Supplied data: Begin

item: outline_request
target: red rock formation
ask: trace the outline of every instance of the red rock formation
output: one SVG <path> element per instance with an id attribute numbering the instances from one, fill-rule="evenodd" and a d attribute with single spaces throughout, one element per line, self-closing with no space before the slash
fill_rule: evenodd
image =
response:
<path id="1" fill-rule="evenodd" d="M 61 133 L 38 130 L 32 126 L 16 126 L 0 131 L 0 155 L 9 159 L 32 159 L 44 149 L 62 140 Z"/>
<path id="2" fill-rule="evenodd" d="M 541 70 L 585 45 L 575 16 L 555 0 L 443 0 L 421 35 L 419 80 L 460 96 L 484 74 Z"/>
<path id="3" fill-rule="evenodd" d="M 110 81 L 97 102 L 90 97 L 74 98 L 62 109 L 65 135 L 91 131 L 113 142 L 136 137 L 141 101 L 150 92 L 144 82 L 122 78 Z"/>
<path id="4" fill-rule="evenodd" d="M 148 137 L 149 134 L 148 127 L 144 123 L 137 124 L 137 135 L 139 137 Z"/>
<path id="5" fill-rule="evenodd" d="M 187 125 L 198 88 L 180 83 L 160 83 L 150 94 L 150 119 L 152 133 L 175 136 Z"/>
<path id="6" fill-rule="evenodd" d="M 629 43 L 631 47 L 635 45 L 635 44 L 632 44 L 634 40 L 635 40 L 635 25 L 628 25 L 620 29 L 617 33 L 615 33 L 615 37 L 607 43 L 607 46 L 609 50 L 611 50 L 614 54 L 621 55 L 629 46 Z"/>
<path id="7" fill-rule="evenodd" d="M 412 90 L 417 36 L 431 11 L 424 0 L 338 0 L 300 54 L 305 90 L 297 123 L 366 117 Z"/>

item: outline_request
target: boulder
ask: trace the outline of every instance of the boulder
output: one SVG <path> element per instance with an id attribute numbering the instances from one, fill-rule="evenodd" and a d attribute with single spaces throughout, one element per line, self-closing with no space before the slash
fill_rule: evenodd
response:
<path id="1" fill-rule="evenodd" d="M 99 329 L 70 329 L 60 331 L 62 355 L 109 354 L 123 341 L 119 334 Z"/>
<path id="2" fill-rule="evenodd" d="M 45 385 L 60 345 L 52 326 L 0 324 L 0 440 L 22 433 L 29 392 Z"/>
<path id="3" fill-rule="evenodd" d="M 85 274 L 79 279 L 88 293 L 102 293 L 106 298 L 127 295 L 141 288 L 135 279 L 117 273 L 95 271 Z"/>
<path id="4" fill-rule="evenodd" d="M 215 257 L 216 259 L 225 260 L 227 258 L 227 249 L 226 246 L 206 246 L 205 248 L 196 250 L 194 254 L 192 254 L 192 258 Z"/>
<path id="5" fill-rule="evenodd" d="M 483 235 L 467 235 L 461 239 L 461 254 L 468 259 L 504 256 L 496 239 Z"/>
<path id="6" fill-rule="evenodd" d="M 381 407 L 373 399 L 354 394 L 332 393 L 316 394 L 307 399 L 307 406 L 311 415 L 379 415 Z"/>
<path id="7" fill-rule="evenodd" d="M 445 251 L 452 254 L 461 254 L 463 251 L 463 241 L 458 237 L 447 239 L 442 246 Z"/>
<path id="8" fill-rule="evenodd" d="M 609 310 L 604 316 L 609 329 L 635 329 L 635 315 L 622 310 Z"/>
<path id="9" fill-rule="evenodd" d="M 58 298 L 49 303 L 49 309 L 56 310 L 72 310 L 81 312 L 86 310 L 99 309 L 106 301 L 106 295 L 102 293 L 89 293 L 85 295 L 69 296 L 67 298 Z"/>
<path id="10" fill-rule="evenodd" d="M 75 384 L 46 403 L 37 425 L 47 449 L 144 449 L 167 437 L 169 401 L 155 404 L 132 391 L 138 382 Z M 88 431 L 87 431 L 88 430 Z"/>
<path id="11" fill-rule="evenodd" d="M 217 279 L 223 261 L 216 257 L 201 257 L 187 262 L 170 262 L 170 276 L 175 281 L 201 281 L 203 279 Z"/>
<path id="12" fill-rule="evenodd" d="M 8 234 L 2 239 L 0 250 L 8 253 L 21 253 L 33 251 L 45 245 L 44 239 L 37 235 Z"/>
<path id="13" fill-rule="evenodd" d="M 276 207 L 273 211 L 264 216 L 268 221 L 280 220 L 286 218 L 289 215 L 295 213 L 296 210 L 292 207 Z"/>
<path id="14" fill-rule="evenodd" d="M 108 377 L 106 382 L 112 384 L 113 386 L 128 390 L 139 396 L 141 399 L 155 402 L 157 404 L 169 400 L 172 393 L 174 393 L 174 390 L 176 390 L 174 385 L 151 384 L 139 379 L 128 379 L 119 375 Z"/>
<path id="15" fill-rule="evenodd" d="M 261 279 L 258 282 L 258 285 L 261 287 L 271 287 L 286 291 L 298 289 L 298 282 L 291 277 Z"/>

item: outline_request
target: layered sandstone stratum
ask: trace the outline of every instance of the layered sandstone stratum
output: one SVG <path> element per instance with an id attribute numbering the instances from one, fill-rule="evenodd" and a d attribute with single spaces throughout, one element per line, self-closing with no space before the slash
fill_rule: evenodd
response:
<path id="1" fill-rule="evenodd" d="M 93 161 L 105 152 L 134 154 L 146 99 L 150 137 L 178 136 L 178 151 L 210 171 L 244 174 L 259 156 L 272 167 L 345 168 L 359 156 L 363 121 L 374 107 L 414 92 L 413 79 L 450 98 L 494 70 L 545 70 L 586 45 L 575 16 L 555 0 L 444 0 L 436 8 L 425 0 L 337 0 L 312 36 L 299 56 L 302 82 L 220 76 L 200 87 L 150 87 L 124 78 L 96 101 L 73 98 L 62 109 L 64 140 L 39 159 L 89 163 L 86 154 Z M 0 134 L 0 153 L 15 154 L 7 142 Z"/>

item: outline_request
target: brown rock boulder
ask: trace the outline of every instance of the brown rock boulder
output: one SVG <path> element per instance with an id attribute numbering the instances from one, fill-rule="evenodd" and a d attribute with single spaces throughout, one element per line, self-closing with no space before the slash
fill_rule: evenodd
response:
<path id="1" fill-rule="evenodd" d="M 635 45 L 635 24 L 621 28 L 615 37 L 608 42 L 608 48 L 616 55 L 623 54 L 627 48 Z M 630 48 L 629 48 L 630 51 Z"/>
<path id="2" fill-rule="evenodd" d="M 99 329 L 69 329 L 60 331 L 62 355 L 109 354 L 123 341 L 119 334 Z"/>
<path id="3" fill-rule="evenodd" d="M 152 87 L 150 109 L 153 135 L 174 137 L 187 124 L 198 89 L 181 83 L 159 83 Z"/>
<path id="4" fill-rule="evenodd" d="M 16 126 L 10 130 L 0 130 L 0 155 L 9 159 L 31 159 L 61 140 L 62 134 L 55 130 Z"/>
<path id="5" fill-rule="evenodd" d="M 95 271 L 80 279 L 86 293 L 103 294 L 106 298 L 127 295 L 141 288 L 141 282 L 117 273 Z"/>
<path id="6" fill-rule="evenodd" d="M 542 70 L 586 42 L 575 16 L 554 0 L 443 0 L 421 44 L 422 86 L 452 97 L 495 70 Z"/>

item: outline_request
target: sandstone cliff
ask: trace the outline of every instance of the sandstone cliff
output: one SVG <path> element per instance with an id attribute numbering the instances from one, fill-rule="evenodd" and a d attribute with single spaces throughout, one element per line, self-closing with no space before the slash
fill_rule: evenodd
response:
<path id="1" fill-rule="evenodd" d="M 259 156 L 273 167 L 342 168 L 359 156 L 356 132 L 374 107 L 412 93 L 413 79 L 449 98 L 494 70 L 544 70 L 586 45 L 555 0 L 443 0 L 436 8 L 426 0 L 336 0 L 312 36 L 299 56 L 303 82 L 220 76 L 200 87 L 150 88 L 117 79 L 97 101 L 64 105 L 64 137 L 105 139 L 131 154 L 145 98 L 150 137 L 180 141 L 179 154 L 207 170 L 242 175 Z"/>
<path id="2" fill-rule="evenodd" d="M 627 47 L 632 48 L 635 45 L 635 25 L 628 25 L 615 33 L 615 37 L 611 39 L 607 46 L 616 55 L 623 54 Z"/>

Supplied data: End
Supplied data: Begin

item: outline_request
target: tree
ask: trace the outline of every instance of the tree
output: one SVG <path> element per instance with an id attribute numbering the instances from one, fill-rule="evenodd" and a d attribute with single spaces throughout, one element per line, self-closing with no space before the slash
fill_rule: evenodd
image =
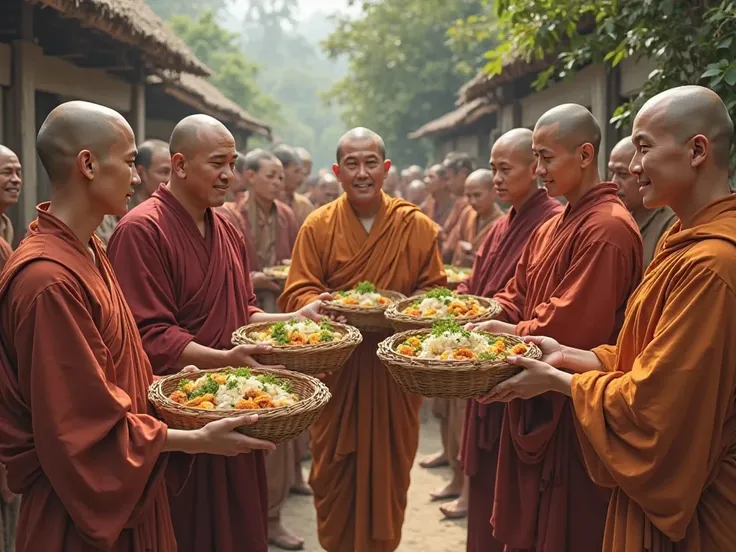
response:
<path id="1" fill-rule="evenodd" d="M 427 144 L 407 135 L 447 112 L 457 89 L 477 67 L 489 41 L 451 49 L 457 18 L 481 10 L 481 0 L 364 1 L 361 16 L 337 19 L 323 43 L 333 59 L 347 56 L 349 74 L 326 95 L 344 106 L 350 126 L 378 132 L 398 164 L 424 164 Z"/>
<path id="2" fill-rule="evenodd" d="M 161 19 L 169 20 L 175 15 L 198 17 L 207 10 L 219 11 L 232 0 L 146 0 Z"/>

Supplied data: End

What to do:
Only the lines holding "sandstone" are wanted, so copy each of them from the material.

Output for this task:
target: layered sandstone stratum
ask: trace the outline of every instance of the layered sandstone stratum
target: sandstone cliff
ask: trace the outline of every instance of the sandstone cliff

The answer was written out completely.